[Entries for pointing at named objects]
********
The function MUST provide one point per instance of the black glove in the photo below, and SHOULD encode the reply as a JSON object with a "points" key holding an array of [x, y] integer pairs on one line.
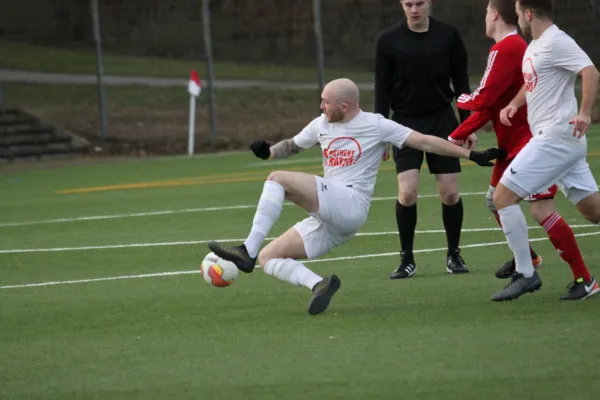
{"points": [[483, 158], [261, 149]]}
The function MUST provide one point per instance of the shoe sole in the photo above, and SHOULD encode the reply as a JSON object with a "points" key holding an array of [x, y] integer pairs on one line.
{"points": [[239, 262], [587, 296], [319, 303], [513, 271], [414, 271], [533, 290]]}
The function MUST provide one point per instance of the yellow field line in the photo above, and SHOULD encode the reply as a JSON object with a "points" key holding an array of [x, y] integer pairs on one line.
{"points": [[248, 176], [221, 178]]}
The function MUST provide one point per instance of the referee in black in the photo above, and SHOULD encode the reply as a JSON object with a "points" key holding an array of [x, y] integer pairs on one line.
{"points": [[416, 60]]}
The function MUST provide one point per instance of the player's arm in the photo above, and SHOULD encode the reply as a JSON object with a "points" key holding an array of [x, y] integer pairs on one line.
{"points": [[459, 70], [285, 148], [401, 136], [589, 89], [472, 124], [567, 54], [511, 109], [383, 78], [520, 99], [307, 138], [497, 78]]}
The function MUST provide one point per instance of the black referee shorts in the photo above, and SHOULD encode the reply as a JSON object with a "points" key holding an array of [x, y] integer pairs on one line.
{"points": [[440, 124]]}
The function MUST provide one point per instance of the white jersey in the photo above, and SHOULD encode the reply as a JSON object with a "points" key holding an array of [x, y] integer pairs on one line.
{"points": [[550, 67], [352, 150]]}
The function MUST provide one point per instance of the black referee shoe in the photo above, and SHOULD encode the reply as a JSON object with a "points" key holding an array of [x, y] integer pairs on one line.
{"points": [[406, 268], [236, 254], [455, 264]]}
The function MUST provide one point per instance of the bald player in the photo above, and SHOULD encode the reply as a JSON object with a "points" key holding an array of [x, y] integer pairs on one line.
{"points": [[352, 142]]}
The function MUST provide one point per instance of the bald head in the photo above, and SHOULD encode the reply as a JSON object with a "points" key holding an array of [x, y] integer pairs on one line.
{"points": [[339, 100], [342, 91]]}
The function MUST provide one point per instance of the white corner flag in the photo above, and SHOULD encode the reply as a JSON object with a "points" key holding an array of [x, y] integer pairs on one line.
{"points": [[194, 88]]}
********
[Written exercise] Output everything from the line containing "the bald player" down to the end of the records as a two-column CSV with the columns instruction and answer. Give one row per record, with each value in its own quoted field and line breaks replaced by spaces.

[Response to the exercise]
instruction,answer
"The function MUST provide one point per instance of the bald player in the photo above, and SHOULD encode the reply as a JSON object with a ""points"" key holding an array of [x, y] integer pairs on one line.","{""points"": [[352, 142]]}"
"The function MUST provide one point per instance of the bald head in the photo above, and SHOULD encode the reply as a JSON object with a ""points"" key holding an array of [x, y] integer pairs on one line.","{""points"": [[339, 100], [342, 91]]}"
"The function MUST provide one point per instance of the white corner flag in the photo above, and SHOULD encode the reply as a JSON object with a ""points"" key holding an array of [x, y] integer pairs on one line.","{""points"": [[194, 88]]}"